TASK DETAILS ->
For each line below, return an exact copy.

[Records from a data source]
»»
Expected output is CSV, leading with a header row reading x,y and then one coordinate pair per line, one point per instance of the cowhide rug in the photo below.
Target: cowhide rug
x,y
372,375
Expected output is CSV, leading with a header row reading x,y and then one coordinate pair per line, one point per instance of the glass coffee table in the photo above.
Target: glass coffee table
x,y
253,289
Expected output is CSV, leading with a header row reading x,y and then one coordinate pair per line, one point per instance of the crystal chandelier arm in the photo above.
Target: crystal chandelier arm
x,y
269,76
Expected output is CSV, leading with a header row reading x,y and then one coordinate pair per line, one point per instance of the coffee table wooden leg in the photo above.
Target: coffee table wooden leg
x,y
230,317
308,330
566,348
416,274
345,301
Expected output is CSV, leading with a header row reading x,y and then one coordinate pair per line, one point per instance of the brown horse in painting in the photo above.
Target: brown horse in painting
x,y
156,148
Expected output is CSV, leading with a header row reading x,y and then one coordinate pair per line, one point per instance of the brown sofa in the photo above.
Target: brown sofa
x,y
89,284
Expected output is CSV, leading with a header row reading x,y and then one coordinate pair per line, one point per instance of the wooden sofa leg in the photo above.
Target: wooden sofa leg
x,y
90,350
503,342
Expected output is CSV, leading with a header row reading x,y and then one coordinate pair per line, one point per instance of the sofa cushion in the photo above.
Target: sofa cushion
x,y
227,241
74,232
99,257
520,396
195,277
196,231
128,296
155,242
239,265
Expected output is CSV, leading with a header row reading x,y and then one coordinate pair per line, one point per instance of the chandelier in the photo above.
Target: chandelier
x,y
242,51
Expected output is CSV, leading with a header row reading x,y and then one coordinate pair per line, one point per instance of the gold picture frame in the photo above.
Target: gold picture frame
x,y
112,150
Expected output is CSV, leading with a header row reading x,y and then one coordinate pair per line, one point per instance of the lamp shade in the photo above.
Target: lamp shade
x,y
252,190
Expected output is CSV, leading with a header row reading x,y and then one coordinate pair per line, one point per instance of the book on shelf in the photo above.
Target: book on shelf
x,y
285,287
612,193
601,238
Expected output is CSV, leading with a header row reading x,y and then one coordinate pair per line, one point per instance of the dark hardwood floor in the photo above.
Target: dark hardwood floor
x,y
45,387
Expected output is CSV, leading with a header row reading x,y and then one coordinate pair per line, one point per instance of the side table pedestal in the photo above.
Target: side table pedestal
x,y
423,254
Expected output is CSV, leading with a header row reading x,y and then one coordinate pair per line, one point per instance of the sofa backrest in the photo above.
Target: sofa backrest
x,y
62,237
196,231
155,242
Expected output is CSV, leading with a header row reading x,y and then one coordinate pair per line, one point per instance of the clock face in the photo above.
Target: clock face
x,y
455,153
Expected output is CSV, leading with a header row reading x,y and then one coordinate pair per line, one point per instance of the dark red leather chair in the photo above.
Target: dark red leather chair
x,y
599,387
««
RESULT OF THIS TASK ->
Expected output is CSV, leading with a header row reading x,y and then one coordinate pair per line, one point per instance of the cowhide rug in the photo below.
Target: cowhide rug
x,y
372,375
Expected output is CSV, leading with a header row reading x,y and then one coordinate pair per line, one point per instance of the glass coffee table in the photo above.
Target: glass coffee table
x,y
253,289
Expected output is CSV, leading with a header row reading x,y and then one coordinate pair per line, one point per instance of the crystal chandelier arm in the photo above.
Target: crystal chandelier arm
x,y
269,76
Expected output is CSV, leading with a header row reading x,y and then one coordinate pair per line, one point per instance of the coffee table wooden leg in the photo above.
Target: coffee table wooden leg
x,y
230,317
308,330
566,348
416,274
345,301
Expected output is CSV, leading with a header row reading x,y and then one coordinate pair per line, one point per instance of the brown horse in painting in the photo above.
Target: brown horse in painting
x,y
156,148
Expected output is CSV, leading with a header row reading x,y and then one coordinate pair per line, one point per instance of the brown sofa in the photo above.
Target: brown sofa
x,y
89,284
Expected output is CSV, leading with a header row reading x,y and then one coordinate pair per line, one point per instance of the wooden sofa leg in the photo above.
Target: wooden sofa leg
x,y
90,350
503,342
Expected output is CSV, leading with a header row reading x,y and then one coordinate pair per line, one point per instance of the sofa cushion in the photo above.
Target: sofa cushion
x,y
227,241
74,232
99,257
520,396
195,277
196,231
128,296
155,242
239,265
Expected output is CSV, leading with a header row reading x,y and then one coordinate pair per line, one point per instance of the chandelier in the photo above.
Target: chandelier
x,y
242,51
Expected output is CSV, leading with a header row reading x,y and then one coordinate pair per line, one point per instance of the gold picture frame in the photo above.
Target: gold picture frame
x,y
112,150
Expected output is CSV, leading with a header row reading x,y and then one coordinate pair per line, one point per instance of the lamp shade in the photo above.
Target: lamp shade
x,y
252,190
Expected output is CSV, leading with a header row reading x,y and then one coordinate pair per line, one point per instance of the book on shelf in the photo above.
Target: book on shelf
x,y
285,287
612,193
601,238
Expected output is CSV, leading with a header row reading x,y and then one coordinate pair per line, one point per instance of the dark hardwood floor in the photo above.
Target: dark hardwood floor
x,y
45,387
Expected output is CSV, leading with a header row reading x,y and then one coordinate pair per line, one point per instance of the side table pedestal in the photo above.
Target: side table pedestal
x,y
423,254
Expected output is CSV, leading with a header row reading x,y and then one coordinate pair per line, one point per instance of the sofa backrest in the photo above.
Target: sofa backrest
x,y
62,237
196,231
155,242
Expected output is CSV, leading with a header row reading x,y and then one coordinate pair per line, one point per instance of the clock face in the photo above.
Target: clock face
x,y
455,153
Expected output is CSV, leading with a header row reading x,y and then one coordinate pair per line, one point per instance of the dark red leather chair in the photo above.
Target: dark red leather chair
x,y
599,387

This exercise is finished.